**SET EXERCISE 1**
In the passage on the characteristic function, rewrite the paragraph beginning "The function $\Delta \left(\lambda \right)$ is called" as a short list that keeps its main facts.

**GIVEN PASSAGE**
It is easy to verify that $\langle \phi (x,\lambda ),\psi (x,\lambda )\rangle$ is independent of x (see [13]), and

$$\begin{array}{c}\hfill \langle \phi (x,\lambda ),\psi (x,\lambda )\rangle {|}_{x=b-0}=\langle \phi (x,\lambda ),\psi (x,\lambda )\rangle {|}_{x=b+0}.\end{array}$$

(12)

Denote

$$\begin{array}{c}\hfill \Delta \left(\lambda \right):=\langle \phi (x,\lambda ),\psi (x,\lambda )\rangle ={\phi }_1(x,\lambda ){\psi }_2(x,\lambda )-{\phi }_2(x,\lambda ){\psi }_1(x,\lambda )\end{array}$$

(13)

The function $\Delta \left(\lambda \right)$ is called the characteristic function of L, which is complete in $\lambda$, and it has the zero set ${\left\{{\lambda }_n\right\}}_{n\in \mathbb{Z}}$.

Lemma 1. 

$\left(1\right)$ The zero set ${\left\{{\lambda }_n\right\}}_{n\in \mathbb{Z}}$ of the characteristic function $\Delta \left(\lambda \right)$ coincides with the eigenvalues of problem L.

$\left(2\right)$ The corresponding eigenfunctions $\phi (x,{\lambda }_n)$ and $\psi (x,{\lambda }_n)$ satisfy the following equality:

$$\begin{array}{c}\hfill \psi (x,{\lambda }_n)={\beta }_n\phi (x,{\lambda }_n),{\beta }_n\ne 0,n\in \mathbb{Z}.\end{array}$$

(14)

Proof. 

Following a line of reasoning similar to the proof in [2,4,14], we skip the details here. □

Next, we denote by ${\alpha }_n(n\in \mathbb{Z})$ the normalized constants, which are defined as

$${\alpha }_n:={\int }_0^{\pi }{\parallel \phi (x,{\lambda }_n)\parallel }^2\rho \left(x\right)dx,n\in \mathbb{Z}.$$

Lemma 2. 

The formula holds as follows:

$$\begin{array}{c}\hfill {\beta }_n{\alpha }_n=-\dot{\Delta }\left({\lambda }_n\right),\end{array}$$

(15)

where $\dot{\Delta }\left({\lambda }_n\right)=\left({\displaystyle \frac{d}{d\lambda }}\Delta \left(\lambda \right)\right){|}_{\lambda ={\lambda }_n}$.

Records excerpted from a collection
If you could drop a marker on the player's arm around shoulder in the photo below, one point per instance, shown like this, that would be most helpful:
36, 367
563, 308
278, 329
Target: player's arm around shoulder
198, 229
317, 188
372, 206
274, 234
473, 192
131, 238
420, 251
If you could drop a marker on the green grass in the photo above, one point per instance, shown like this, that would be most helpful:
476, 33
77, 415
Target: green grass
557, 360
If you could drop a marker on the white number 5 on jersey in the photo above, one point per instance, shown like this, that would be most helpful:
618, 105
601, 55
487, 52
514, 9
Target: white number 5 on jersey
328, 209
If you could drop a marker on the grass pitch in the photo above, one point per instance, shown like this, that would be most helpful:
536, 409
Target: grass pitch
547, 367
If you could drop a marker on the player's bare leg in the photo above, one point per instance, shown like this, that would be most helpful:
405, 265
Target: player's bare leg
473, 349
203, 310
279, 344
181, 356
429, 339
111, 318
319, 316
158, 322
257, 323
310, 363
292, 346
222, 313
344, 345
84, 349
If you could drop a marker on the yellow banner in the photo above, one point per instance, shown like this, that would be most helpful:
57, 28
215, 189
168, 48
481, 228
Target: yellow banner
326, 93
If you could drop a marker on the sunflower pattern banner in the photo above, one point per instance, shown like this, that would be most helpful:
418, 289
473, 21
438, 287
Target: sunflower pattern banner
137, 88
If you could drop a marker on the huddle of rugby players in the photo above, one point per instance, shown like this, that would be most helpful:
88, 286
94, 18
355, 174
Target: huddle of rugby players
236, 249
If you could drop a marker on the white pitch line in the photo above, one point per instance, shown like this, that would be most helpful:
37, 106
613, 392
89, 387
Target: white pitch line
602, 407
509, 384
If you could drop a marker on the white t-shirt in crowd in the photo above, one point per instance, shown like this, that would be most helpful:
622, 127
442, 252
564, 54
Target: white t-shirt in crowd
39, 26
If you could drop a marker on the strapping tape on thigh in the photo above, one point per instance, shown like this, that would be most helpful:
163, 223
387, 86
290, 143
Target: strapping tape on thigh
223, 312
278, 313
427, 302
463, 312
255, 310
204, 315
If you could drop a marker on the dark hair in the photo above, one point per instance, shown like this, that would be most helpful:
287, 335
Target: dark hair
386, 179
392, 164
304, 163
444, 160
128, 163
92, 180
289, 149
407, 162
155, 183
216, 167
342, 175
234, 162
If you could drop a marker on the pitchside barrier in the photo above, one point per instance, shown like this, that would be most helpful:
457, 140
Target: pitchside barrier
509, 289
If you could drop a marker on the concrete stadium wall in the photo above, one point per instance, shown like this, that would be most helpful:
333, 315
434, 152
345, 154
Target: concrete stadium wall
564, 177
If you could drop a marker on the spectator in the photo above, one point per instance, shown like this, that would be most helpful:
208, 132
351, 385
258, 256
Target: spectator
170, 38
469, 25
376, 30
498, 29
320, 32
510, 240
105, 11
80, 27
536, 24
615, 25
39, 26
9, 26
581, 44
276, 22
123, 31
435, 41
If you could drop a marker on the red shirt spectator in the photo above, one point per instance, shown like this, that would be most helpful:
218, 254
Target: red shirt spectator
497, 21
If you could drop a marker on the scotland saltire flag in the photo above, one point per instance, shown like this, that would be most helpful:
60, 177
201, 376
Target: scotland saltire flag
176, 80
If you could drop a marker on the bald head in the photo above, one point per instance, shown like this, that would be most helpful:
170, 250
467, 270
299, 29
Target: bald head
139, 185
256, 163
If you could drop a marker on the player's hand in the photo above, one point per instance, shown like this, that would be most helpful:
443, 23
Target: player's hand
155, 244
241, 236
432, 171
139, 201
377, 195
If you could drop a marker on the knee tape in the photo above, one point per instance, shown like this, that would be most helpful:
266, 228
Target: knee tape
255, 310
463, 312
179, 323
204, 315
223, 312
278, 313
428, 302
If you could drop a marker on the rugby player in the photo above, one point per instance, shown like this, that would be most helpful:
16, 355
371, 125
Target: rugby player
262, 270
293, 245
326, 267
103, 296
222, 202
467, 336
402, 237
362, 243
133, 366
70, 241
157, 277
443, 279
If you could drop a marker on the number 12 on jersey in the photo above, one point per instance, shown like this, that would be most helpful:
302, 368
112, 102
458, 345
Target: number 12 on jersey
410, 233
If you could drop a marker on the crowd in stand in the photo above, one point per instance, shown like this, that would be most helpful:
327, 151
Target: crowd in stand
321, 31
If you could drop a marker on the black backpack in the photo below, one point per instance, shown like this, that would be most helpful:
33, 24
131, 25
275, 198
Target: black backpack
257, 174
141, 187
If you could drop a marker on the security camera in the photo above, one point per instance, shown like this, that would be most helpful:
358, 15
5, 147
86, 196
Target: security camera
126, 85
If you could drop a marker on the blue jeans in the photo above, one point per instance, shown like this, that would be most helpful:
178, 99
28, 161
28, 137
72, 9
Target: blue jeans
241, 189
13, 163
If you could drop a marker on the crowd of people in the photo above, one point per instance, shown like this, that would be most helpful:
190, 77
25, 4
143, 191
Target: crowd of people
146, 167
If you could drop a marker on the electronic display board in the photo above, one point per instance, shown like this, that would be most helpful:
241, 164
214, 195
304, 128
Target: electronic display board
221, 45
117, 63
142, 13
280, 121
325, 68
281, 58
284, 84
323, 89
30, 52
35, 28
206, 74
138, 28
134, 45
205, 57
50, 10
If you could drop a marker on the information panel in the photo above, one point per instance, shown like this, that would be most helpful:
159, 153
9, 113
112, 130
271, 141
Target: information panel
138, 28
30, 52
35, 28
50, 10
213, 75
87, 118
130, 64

**SET EXERCISE 2**
Report every line of the records that contains the word "huddle". Case counts.

**FINAL RESULT 1**
- Δ(λ) is called the characteristic function of L.
- It is complete in λ.
- Its zero set is {λ_n}, n ∈ ℤ.

**FINAL RESULT 2**
If you could drop a marker on the huddle of rugby players in the photo above, one point per instance, shown like this, that would be most helpful:
Target: huddle of rugby players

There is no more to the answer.